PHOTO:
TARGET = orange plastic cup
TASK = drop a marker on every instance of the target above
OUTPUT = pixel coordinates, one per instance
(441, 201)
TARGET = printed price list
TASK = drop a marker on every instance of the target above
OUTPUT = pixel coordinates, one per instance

---

What you need to do
Reproduce the whole listing above word for word, line by line, without changing anything.

Solution to this task
PHOTO:
TARGET = orange plastic cup
TASK = drop a marker on every instance of the target above
OUTPUT = pixel coordinates, one per instance
(441, 201)
TARGET = printed price list
TASK = drop a marker on every instance of the target above
OUTPUT = pixel coordinates, one per instance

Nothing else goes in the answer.